» Page:

::::::::::

I need an algorithm like Bresenham's circle algorithm, but with some modifications.
The algorithm must visit all pixels in the radius (so essentially a fill).
The algorithm must start from the center of the circle
It must visit all points that would normally be visited (no holes)
It must visit each point in the circle exactly once
One technique I came up with would first determine all pixel coordinates inside the circle by just going through the rectangle of the circle and checking with Math.Sqrt if it is inside the circle.
Then it would order the pixels by distance and then visit each of them.
That would be exactly what I want, with the exception of being fast.
So my questions is:
Is there a fast way to do this without fetching,ordering and then visiting each pixel?
Just for clarification I do not actually want to draw onto the image, I only want to traverse them in the described order.
First, we can use fact, that circle can be divided in 8 octants. So we just need to fill single octant and use simple +- coordinate change to get full circle. So if we try to fill only one octant, we need to worry only about 2 directions from center : left and left top. Also, clever use of data structures like priority queue (.NET doesn't have it, so you need to find it somewhere else) and hash map can drastically improve performance.
/// <summary>
/// Make sure it is structure.
/// </summary>
public struct Point
{
public int X { get; set; }
public int Y { get; set; }
public int DistanceSqrt()
{
return X * X + Y * Y;
}
}
/// <summary>
/// Points ordered by distance from center that are on "border" of the circle.
/// </summary>
public static PriorityQueue<Point> _pointsToAdd = new PriorityQueue<Point>();
/// <summary>
/// Set of pixels that were already added, so we don't visit single pixel twice. Could be replaced with 2D array of bools.
/// </summary>
public static HashSet<Point> _addedPoints = new HashSet<Point>();
public static List<Point> FillCircle(int radius)
{
List<Point> points = new List<Point>();
_pointsToAdd.Enqueue(new Point { X = 1, Y = 0 }, 1);
_pointsToAdd.Enqueue(new Point { X = 1, Y = 1 }, 2);
points.Add(new Point {X = 0, Y = 0});
while(true)
{
var point = _pointsToAdd.Dequeue();
_addedPoints.Remove(point);
if (point.X >= radius)
break;
points.Add(new Point() { X = -point.X, Y = point.Y });
points.Add(new Point() { X = point.Y, Y = point.X });
points.Add(new Point() { X = -point.Y, Y = -point.X });
points.Add(new Point() { X = point.X, Y = -point.Y });
// if the pixel is on border of octant, then add it only to even half of octants
bool isBorder = point.Y == 0 || point.X == point.Y;
if(!isBorder)

::::::::::

» Given information:
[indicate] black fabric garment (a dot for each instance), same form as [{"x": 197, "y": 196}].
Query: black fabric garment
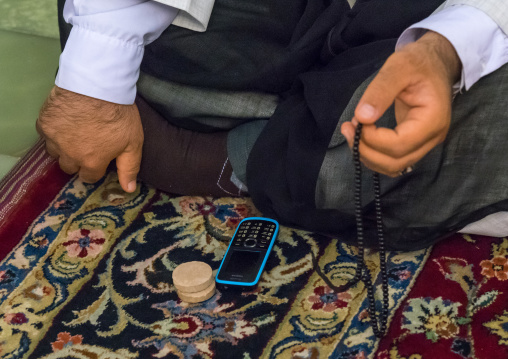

::::::::::

» Tasks to perform:
**A.** Into how many octants does the reply in the circle-fill thread say a circle can be divided?
**B.** Please write out the stretch of the circle-fill thread from "It must visit each" through "inside the circle.".

» Per-task outputs:
**A.** Eight.

**B.**
It must visit each point in the circle exactly once
One technique I came up with would first determine all pixel coordinates inside the circle by just going through the rectangle of the circle and checking with Math.Sqrt if it is inside the circle.